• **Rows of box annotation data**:

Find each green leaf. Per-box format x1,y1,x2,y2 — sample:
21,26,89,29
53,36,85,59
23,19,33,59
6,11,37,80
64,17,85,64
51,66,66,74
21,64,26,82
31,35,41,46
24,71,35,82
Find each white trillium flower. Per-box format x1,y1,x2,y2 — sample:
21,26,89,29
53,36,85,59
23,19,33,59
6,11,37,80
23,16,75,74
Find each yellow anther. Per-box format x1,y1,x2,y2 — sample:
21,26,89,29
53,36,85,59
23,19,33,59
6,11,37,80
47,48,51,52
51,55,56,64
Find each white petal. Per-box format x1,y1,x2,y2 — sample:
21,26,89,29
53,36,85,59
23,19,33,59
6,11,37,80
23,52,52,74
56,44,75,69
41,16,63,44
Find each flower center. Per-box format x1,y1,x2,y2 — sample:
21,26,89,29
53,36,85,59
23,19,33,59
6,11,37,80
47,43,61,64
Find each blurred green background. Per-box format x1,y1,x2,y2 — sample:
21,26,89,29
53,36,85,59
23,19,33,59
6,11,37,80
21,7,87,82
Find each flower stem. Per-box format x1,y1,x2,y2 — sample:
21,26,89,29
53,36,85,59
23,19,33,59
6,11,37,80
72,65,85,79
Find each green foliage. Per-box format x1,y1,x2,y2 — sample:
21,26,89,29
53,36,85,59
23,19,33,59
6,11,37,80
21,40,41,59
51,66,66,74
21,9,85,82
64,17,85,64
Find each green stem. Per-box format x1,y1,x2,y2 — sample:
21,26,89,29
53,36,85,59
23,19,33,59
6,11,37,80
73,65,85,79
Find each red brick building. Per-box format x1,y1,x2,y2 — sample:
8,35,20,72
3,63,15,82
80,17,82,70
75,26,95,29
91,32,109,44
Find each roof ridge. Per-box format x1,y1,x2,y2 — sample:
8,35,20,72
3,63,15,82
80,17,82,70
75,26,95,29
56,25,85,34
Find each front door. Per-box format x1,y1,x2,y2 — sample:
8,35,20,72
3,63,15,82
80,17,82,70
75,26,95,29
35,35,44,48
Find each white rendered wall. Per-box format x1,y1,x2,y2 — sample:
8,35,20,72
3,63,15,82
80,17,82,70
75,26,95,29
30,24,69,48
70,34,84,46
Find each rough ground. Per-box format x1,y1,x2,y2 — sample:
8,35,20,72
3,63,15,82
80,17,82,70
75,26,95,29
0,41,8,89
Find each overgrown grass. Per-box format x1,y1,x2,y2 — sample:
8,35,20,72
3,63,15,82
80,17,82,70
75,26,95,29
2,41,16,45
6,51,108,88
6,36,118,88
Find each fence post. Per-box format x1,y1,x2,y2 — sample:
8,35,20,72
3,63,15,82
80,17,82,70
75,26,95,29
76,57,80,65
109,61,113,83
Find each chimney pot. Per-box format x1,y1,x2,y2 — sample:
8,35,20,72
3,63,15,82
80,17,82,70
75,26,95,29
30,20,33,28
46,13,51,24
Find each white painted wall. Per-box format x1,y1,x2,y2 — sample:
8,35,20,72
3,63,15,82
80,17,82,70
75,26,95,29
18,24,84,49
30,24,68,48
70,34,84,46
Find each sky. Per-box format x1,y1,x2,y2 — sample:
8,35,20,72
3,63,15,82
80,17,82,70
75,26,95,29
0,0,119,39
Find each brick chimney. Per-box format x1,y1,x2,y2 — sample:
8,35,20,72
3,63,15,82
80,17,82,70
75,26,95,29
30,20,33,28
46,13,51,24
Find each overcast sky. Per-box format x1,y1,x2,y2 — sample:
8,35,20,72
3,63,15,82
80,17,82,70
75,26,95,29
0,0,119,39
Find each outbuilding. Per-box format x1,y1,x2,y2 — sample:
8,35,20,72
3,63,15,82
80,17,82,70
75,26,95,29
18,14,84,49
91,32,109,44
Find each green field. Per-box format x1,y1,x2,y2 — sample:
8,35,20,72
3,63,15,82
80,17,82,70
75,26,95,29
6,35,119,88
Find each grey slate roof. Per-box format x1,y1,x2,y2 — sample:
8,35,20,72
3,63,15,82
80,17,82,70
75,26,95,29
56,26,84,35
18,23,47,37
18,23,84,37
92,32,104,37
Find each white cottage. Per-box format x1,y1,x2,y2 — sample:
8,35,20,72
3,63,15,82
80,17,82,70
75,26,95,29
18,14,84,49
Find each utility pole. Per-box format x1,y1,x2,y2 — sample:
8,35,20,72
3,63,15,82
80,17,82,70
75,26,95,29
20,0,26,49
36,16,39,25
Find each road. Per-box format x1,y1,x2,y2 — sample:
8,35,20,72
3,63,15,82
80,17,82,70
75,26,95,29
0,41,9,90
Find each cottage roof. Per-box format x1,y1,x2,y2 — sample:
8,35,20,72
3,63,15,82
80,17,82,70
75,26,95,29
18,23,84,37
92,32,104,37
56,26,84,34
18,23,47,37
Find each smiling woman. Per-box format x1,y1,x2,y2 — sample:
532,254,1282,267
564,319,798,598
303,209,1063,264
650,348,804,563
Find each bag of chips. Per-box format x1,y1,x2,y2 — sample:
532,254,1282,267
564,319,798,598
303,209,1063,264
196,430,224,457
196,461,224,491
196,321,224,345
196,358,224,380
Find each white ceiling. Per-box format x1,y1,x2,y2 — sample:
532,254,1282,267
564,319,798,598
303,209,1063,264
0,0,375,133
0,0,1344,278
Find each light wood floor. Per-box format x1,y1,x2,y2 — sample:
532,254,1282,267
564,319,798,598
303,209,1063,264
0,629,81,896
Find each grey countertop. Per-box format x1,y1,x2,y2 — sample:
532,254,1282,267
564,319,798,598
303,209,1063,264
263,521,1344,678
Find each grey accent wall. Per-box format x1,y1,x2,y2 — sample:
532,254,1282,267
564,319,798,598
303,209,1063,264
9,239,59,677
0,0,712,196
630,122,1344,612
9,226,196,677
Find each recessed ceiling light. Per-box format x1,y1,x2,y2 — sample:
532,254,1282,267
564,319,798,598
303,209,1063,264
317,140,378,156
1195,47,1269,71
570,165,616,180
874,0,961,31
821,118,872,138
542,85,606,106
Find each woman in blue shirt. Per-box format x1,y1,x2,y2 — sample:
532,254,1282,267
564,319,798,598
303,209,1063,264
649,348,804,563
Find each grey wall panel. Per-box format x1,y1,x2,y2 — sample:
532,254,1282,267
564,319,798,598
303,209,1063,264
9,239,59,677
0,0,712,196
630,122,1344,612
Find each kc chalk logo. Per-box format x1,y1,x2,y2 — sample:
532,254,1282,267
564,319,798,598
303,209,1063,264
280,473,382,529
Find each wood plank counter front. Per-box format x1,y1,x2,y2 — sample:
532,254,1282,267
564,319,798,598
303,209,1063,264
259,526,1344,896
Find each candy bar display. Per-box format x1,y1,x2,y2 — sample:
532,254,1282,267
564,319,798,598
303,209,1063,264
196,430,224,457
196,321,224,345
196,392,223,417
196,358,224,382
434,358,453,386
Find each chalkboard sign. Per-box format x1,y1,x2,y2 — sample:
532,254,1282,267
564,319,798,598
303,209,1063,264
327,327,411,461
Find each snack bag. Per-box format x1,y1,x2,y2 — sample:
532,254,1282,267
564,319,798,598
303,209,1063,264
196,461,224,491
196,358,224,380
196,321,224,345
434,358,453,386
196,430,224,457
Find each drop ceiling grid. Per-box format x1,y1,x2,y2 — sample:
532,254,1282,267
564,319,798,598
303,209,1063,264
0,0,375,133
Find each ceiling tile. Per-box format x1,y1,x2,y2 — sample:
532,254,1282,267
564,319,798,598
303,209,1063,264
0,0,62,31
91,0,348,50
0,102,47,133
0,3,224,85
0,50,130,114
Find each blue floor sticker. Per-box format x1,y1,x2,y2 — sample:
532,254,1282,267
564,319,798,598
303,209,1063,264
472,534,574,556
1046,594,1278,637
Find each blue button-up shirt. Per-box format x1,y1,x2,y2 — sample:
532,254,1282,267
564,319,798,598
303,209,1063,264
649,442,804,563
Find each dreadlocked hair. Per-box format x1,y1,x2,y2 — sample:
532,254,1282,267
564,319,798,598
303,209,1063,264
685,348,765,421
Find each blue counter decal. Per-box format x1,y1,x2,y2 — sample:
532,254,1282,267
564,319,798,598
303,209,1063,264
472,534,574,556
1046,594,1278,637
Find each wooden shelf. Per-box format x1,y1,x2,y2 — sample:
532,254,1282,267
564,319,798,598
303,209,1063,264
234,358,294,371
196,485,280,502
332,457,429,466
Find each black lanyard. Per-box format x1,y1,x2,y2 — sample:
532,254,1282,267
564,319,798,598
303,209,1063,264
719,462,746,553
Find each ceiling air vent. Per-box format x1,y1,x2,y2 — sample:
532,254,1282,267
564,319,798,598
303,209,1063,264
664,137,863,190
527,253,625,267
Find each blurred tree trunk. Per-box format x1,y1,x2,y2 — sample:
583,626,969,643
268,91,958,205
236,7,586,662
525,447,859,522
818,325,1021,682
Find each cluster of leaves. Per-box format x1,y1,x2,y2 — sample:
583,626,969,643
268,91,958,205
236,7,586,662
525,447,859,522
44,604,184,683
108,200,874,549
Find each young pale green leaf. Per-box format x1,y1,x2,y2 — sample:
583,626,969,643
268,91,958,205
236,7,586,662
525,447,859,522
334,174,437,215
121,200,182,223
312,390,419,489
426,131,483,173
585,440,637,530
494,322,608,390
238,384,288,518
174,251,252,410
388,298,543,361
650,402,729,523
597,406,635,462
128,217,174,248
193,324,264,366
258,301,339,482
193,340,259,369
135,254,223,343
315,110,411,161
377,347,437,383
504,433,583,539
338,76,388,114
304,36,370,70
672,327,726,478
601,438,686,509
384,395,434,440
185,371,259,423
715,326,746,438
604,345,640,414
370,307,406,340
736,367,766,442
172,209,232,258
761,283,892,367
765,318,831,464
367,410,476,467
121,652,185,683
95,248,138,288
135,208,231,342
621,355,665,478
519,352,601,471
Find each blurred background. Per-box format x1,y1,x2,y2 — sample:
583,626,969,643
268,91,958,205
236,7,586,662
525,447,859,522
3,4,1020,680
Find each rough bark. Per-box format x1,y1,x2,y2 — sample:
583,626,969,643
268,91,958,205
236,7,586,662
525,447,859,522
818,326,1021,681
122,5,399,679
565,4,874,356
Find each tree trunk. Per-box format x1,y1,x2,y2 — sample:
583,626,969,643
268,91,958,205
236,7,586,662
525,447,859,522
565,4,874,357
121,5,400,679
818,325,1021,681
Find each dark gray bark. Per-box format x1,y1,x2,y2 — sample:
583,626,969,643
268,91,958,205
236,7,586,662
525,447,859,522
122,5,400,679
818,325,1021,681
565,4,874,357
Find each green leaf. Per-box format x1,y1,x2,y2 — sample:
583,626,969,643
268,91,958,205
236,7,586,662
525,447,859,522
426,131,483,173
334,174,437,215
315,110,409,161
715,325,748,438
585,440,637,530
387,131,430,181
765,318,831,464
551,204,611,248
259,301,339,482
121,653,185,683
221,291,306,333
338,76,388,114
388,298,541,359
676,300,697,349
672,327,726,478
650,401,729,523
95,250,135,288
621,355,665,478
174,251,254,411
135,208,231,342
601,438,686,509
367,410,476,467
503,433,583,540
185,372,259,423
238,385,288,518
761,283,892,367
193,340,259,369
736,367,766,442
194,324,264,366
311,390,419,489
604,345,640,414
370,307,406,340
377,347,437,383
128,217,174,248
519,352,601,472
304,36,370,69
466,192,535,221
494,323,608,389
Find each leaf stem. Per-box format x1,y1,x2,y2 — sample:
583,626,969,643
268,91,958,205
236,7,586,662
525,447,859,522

• **Task directions**: Copy out the rows above word for word, starting with the first row and ending after the line that contains "73,65,85,79", including that line.

• **Finished exercise**:
Find each green leaf. Per-box format x1,y1,x2,y2 — sample:
21,26,89,29
53,36,85,59
23,19,33,59
6,11,37,80
64,17,85,64
51,66,66,74
21,64,26,82
31,35,41,46
24,71,35,82
Find each white trillium flower. Per-box format x1,y1,x2,y2 — sample:
21,26,89,29
53,36,85,59
23,19,33,59
6,11,37,80
23,16,75,74
Find each yellow anther. Per-box format x1,y1,x2,y2 — sample:
21,26,89,29
53,36,85,59
23,19,33,59
6,11,37,80
47,48,51,52
51,55,56,64
Find each white petal. Per-box format x1,y1,x2,y2 — sample:
21,26,89,29
53,36,85,59
23,19,33,59
6,11,37,80
23,52,52,74
56,44,75,69
41,16,63,44
Find each flower center. Per-box format x1,y1,x2,y2 — sample:
21,26,89,29
53,36,85,59
23,19,33,59
6,11,37,80
47,43,61,64
Find each blurred green background. Per-box format x1,y1,x2,y2 — sample:
21,26,89,29
53,36,85,59
23,19,33,59
6,11,37,80
21,7,87,82
Find each flower stem. Per-box format x1,y1,x2,y2 — sample:
21,26,89,29
53,36,85,59
23,19,33,59
6,11,37,80
72,65,85,79
Find each green foliage. Per-box format x1,y1,x2,y2 — sample:
21,26,89,29
53,36,85,59
23,19,33,59
6,11,37,80
21,40,41,59
51,66,66,74
21,9,85,82
64,17,85,64
Find each green stem. Per-box format x1,y1,x2,y2 — sample:
21,26,89,29
53,36,85,59
23,19,33,59
6,11,37,80
73,65,85,79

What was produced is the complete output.